(Saved entries)
##########

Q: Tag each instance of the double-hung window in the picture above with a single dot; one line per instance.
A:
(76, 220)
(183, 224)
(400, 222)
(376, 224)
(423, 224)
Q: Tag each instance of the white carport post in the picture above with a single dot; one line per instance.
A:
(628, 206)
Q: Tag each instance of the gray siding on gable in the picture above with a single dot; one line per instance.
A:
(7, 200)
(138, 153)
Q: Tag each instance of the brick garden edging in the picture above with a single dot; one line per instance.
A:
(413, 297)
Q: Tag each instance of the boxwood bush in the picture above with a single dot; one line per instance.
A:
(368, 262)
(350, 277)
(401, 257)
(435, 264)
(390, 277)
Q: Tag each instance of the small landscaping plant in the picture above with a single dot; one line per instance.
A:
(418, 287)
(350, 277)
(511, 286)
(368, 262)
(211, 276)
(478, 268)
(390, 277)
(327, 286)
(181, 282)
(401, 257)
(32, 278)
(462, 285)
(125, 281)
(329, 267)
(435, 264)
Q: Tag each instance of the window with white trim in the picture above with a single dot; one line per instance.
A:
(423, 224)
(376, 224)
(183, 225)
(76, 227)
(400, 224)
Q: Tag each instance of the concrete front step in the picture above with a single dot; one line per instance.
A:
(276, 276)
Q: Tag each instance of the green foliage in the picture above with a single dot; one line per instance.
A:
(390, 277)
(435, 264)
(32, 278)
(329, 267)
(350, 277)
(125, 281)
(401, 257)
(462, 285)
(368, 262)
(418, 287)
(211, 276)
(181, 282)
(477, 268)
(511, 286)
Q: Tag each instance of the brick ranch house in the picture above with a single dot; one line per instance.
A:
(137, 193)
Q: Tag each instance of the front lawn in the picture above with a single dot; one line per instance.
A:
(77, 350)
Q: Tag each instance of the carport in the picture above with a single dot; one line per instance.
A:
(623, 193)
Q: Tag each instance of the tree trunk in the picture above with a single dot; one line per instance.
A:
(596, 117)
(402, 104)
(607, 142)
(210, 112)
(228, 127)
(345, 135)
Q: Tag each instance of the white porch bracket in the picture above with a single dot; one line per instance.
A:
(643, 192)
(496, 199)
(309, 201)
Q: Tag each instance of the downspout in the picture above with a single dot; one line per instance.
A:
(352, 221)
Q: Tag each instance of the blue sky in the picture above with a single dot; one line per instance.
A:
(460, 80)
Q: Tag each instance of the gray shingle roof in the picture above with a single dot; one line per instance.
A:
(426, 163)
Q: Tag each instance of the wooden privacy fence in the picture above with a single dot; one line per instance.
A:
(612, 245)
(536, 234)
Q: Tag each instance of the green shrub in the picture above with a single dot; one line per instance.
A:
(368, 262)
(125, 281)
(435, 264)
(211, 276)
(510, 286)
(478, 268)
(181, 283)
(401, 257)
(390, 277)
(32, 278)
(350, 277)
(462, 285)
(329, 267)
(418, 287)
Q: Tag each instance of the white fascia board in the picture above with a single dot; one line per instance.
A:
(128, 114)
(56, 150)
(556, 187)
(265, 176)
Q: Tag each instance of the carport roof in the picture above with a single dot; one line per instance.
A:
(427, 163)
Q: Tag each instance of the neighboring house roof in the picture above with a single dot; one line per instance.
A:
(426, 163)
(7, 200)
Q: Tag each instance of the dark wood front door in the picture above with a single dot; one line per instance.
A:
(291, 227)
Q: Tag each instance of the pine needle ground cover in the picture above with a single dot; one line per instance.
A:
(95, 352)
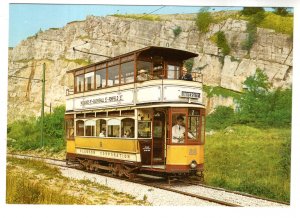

##########

*Exercise details:* The required answer is each line of the data in which the word "house" appears.

*Written response:*
Q: Tag each instance of the brick ranch house in the picture above with a single dot; one line per instance.
Q: Tag each instance of the neighboring house roof in the picture above with a single dot; one line per instance.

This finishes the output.